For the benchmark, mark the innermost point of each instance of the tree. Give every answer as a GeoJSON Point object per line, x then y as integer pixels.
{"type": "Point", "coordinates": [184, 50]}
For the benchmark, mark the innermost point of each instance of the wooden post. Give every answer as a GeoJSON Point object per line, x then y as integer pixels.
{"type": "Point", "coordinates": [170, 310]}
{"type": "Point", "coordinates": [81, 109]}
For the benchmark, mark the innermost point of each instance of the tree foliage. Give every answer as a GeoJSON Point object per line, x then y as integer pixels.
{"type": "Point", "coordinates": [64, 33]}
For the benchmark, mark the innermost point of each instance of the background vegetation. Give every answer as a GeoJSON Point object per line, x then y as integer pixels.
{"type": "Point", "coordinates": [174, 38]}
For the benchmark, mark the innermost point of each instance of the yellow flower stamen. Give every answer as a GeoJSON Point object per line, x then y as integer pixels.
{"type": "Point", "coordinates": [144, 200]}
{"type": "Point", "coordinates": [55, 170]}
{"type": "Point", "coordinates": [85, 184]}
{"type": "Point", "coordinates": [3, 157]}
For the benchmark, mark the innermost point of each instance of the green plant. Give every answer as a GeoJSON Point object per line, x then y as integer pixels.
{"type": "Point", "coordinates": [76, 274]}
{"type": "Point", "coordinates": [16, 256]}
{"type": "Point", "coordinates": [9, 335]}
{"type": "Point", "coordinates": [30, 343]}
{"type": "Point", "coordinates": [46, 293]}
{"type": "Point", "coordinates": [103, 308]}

Your task ▸ Reproduce all of the items above verbatim and in their original order.

Task response ▸
For the benchmark, mark the innermost point of each instance of the tree. Give every answer as a GeoJSON Point object per line, x then y as integer pixels.
{"type": "Point", "coordinates": [184, 50]}
For the benchmark, mark the innermost point of each instance of the wooden post. Give every answer as a GeoJSON Point object per line, x then y as integer pixels.
{"type": "Point", "coordinates": [170, 310]}
{"type": "Point", "coordinates": [81, 109]}
For the benchmark, mark the innermost point of each instance of the tree foliage. Give every answer as a GeoJSON Point object per line, x then y as integer pixels.
{"type": "Point", "coordinates": [64, 33]}
For the benchmark, mark the innermost point of each instance of the background vegetation. Give every answer as a GeoJSON Point object per line, x then y as integer pixels.
{"type": "Point", "coordinates": [174, 38]}
For the benchmark, mark the innermost point of each instance of the yellow flower stamen. Give every answer as a GeoJSON Point object per line, x then y as integer pixels.
{"type": "Point", "coordinates": [144, 200]}
{"type": "Point", "coordinates": [55, 170]}
{"type": "Point", "coordinates": [85, 184]}
{"type": "Point", "coordinates": [3, 157]}
For the benchmark, mark the innermost point of each instance of the green plant. Give every answer as a GeoJSON Point object per line, x then y as integer pixels.
{"type": "Point", "coordinates": [76, 274]}
{"type": "Point", "coordinates": [16, 256]}
{"type": "Point", "coordinates": [9, 335]}
{"type": "Point", "coordinates": [30, 343]}
{"type": "Point", "coordinates": [46, 293]}
{"type": "Point", "coordinates": [103, 308]}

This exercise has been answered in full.